----- Provided passage

1. Common Schedulers (DDIM, DDPM, Euler variants) - 95% of use cases

Torch operations used:

• Element-wise arithmetic: +, -, *, /, ** (power)
• Math functions on scalars/small tensors: sqrt(), exp(), log(), clamp()
• Indexing: Array indexing like alphas_cumprod[timestep]
• Shape manipulation: unsqueeze(), flatten(), reshape()
• Tensor creation: torch.tensor(), torch.linspace(), torch.from_numpy()

Operations on large tensors (the actual image latents):

# Typical pattern in step() functions:
prev_sample = alpha_prod_t_prev ** (0.5) * pred_original_sample + pred_sample_direction
noisy_samples = sqrt_alpha_prod * original_samples + sqrt_one_minus_alpha_prod * noise

These are pure element-wise operations - no matrix multiplications, no convolutions, no complex algorithms.

----------

Exercise tasks –
[1] Please retype the scheduler operations text starting with "# Typical pattern" and going on through "no complex algorithms.".
[2] Extend the scheduler operations text from its last sentence onward.

----- Data excerpt

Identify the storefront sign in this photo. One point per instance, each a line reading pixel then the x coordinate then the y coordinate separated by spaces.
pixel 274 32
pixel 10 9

----------

Answers to each task –
[1]
# Typical pattern in step() functions:
prev_sample = alpha_prod_t_prev ** (0.5) * pred_original_sample + pred_sample_direction
noisy_samples = sqrt_alpha_prod * original_samples + sqrt_one_minus_alpha_prod * noise

These are pure element-wise operations - no matrix multiplications, no convolutions, no complex algorithms.

[2]
2. DPM-Solver Family

Similar to above, with additional operations:

• torch.expm1() (exp(x) - 1, for numerical stability)
• More complex formulas but still element-wise on scalars and image tensors
• Example from DPMSolver:

x_t = (sigma_t / sigma_s) * sample - (alpha_t * (torch.exp(-h) - 1.0)) * model_output

3. Flow Matching Schedulers (Euler, Heun)

Even simpler:

prev_sample = sample + dt * model_output  # Flow matching is just ODE integration

4. UniPC Scheduler - ⚠️ The ONLY Exception

Uses small matrix operations for high-order polynomial solvers:

• torch.linalg.solve(R[:-1, :-1], b[:-1]) - Solving small linear systems (order 2-4)
• torch.einsum("k,bkc...->bc...", rhos_p, D1s) - Weighted sum across solver orders

Matrix sizes: Typically 2x2 to 4x4 (for solver orders 2-4) Complexity: O(n³) where n ≤ 4, completely negligible

5. Optional Features (rarely used)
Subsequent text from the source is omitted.